Data extract -
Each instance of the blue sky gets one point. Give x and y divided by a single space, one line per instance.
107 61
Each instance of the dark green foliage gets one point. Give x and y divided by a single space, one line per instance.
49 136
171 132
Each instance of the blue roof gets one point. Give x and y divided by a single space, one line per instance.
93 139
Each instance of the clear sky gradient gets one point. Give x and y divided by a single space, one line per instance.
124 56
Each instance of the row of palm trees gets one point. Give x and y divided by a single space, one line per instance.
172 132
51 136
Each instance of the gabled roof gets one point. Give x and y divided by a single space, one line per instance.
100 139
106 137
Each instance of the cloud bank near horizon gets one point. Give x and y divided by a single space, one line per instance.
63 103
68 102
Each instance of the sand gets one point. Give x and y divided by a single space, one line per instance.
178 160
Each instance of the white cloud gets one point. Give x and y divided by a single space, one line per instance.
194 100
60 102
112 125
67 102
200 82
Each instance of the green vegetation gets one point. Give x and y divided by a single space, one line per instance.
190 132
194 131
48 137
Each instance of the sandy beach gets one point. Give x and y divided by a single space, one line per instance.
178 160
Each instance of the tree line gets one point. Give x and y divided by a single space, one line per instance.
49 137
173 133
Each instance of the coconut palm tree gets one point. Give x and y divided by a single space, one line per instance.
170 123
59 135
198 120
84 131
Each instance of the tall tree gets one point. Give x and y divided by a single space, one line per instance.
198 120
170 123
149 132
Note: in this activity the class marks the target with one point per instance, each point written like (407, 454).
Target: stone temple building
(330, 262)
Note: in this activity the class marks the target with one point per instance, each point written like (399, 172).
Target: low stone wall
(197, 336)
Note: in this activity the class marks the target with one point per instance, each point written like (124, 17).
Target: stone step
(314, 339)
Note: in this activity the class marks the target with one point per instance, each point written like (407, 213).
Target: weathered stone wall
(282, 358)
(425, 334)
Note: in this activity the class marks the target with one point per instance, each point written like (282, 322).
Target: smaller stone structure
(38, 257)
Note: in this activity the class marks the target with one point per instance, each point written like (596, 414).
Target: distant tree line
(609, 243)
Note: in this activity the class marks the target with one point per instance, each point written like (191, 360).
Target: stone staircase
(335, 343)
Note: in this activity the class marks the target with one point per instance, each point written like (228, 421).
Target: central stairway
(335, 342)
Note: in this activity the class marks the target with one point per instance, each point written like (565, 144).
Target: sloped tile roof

Task details - Copy every item above word for word, keeping each one on its own line and in its original order.

Written response -
Each instance of the blue sky gets one point. Give x and y divided by a single space, one line per instance.
107 61
Each instance of the dark green foliage gets one point. Give x and y divided by a single space, one line per instance.
49 136
171 132
Each instance of the blue roof gets one point. Give x and y divided by a single space, one line per instance.
93 139
Each instance of the clear sky gradient gets one point. Give x and y divided by a single space, one line per instance.
124 56
Each instance of the row of palm trees gets one point. Give x and y divided by a single space, one line per instance.
172 132
51 136
Each instance of the gabled roof gets one point. Give x and y divided by a single space, one line per instance.
100 139
106 137
Each instance of the cloud bank near horizon gets one point. Give x and y divided by a single space, one line per instance.
63 103
68 102
Each instance of the sand gets one point. Give x and y divided by a single space, one line per instance.
178 160
Each instance of the white cloud gets one point. Give x and y divided by a single space, one line per instance.
194 100
60 102
112 125
67 102
200 82
Each instance of the green vegetation gets one point. Give x and y divided by a single space, one line per instance.
190 132
194 131
48 137
Each instance of the sandy beach gets one point. Give x and y divided by a single space, one line per instance.
178 160
Each instance of the tree line gets one point. Give x and y divided by a single space, one line per instance.
49 137
173 133
Each instance of the coconut palm tree gets one point. Give x and y divided by a single space, one line per instance.
170 123
59 135
198 120
84 131
Each instance of the tall tree gets one point. Give x and y divided by a single space, one line per instance.
198 120
170 123
149 132
Note: in this activity the class marks the target with one point per instance, each point written like (407, 454).
Target: stone temple building
(330, 262)
Note: in this activity the class marks the target with one point per instance, each point written like (399, 172).
Target: low stone wall
(197, 336)
Note: in this activity the class marks the target with one point per instance, each point written like (124, 17).
Target: stone step
(314, 339)
Note: in this activity the class marks the target with one point per instance, each point written like (407, 213).
Target: weathered stone wall
(282, 358)
(425, 334)
Note: in this activity the class marks the target with one point per instance, each point written like (282, 322).
Target: smaller stone structure
(38, 257)
Note: in this activity the class marks the target with one point per instance, each point written like (596, 414).
Target: distant tree line
(609, 243)
Note: in this activity the class marks the target with one point per instance, each point written like (191, 360).
Target: stone staircase
(335, 343)
Note: in this activity the class marks the target with one point per instance, each point written like (228, 421).
Target: central stairway
(335, 342)
Note: in this activity the class marks the target with one point per instance, each point written like (565, 144).
Target: sloped tile roof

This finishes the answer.